TEXT EXTRACT:

===============

3.2 Training of the Network

The parameters of the generative network G and the discriminative network D are updated by backpropagating the loss in Eq. 2 through their respective networks. Specifically, when training G, the loss of the last two terms in Eq. 2 is backpropagated through G to update its parameters. When training D, the loss of the first two terms in Eq. 2 is backpropagated through D to update its parameters.

Training D: Since D is a CNN with a negative cross-entropy loss function, backpropation is used to train the parameters of D. Thus, the derivative of the loss function F(GD) with respect to D is required when updating the parameters in D. It is formulated as follows:

$$\begin{aligned} \frac{\partial F(G,D)}{\partial D} = \nabla _{\theta _D} \left( \mathbb {E}_{h_i \sim P_{H}(h)} [ \log D(h_i)] + \mathbb {E}_{l_i \sim P_{L}(l)}[\log (1-D(G(l_i)))]\right) , \end{aligned}$$
(3)

where \(\theta _D\) is the parameters of D, and \(\nabla \) is the derivative operator. Specifically, given a batch of LR and HR image pairs \(\{l_i, h_i\}, i = 1,\dots ,N\), the stochastic gradient of the discriminator D is written as

$$\begin{aligned} \frac{\partial F(G,D)}{\partial D} = \nabla _{\theta _D} \left( \frac{1}{N} \sum \limits _{i=1}^{N} \log D(h_i) + \log (1 - D(G(l_i)))\right) , \end{aligned}$$
(4)

===============

EXERCISE SET:
**a.** Turn the paragraph of the network-training section that begins "The parameters of the generative network G" into a short bulleted list that keeps its main facts.
**b.** In the network-training section, copy everything from "The parameters of the" down to "D to update its parameters.", swapping "backpropagated" for "propagated back" wherever it occurs.
The material that follows is separate from the network-training section above.

RECORD EXCERPTS:
===============

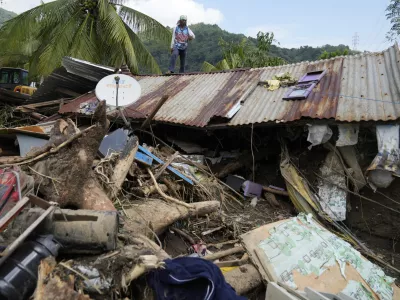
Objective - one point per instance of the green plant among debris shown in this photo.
(99, 31)
(285, 79)
(393, 15)
(242, 55)
(327, 55)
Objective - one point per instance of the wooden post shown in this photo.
(125, 162)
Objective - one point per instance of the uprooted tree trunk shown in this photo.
(66, 176)
(132, 261)
(158, 215)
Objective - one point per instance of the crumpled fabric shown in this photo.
(273, 85)
(348, 135)
(190, 278)
(318, 134)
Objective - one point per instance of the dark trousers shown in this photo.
(174, 57)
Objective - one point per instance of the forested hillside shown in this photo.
(205, 48)
(6, 15)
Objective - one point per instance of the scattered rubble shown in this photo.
(239, 210)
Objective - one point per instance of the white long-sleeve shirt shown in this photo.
(180, 37)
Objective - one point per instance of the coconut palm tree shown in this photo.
(100, 31)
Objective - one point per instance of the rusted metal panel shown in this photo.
(364, 87)
(355, 88)
(370, 88)
(194, 99)
(75, 105)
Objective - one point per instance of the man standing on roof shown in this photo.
(180, 38)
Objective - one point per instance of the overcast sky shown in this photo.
(295, 23)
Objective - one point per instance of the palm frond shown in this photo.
(84, 46)
(59, 45)
(143, 55)
(145, 25)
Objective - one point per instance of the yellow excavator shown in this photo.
(16, 80)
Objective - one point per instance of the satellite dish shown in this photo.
(129, 90)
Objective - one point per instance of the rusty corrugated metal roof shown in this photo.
(355, 88)
(364, 87)
(193, 99)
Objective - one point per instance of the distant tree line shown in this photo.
(211, 45)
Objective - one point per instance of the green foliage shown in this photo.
(243, 55)
(206, 48)
(101, 31)
(6, 15)
(327, 55)
(393, 15)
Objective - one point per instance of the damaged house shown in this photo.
(322, 137)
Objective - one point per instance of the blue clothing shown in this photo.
(190, 278)
(182, 55)
(180, 37)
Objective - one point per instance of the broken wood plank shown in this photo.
(144, 159)
(160, 103)
(274, 191)
(244, 279)
(176, 172)
(11, 248)
(268, 269)
(12, 213)
(184, 234)
(233, 263)
(211, 230)
(166, 165)
(125, 161)
(224, 253)
(171, 186)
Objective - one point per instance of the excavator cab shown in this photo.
(10, 78)
(16, 80)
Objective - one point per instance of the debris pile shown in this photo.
(97, 207)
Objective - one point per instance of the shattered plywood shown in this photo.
(286, 259)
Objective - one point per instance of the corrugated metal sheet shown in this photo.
(364, 87)
(355, 88)
(266, 106)
(370, 88)
(194, 99)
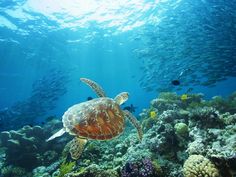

===============

CORRECT ANSWERS:
**a.**
- G and D have their parameters updated by backpropagating the loss in Eq. 2 through their respective networks.
- Training G: the loss of the last two terms in Eq. 2 is backpropagated through G.
- Training D: the loss of the first two terms in Eq. 2 is backpropagated through D.

**b.**
The parameters of the generative network G and the discriminative network D are updated by backpropagating the loss in Eq. 2 through their respective networks. Specifically, when training G, the loss of the last two terms in Eq. 2 is propagated back through G to update its parameters. When training D, the loss of the first two terms in Eq. 2 is propagated back through D to update its parameters.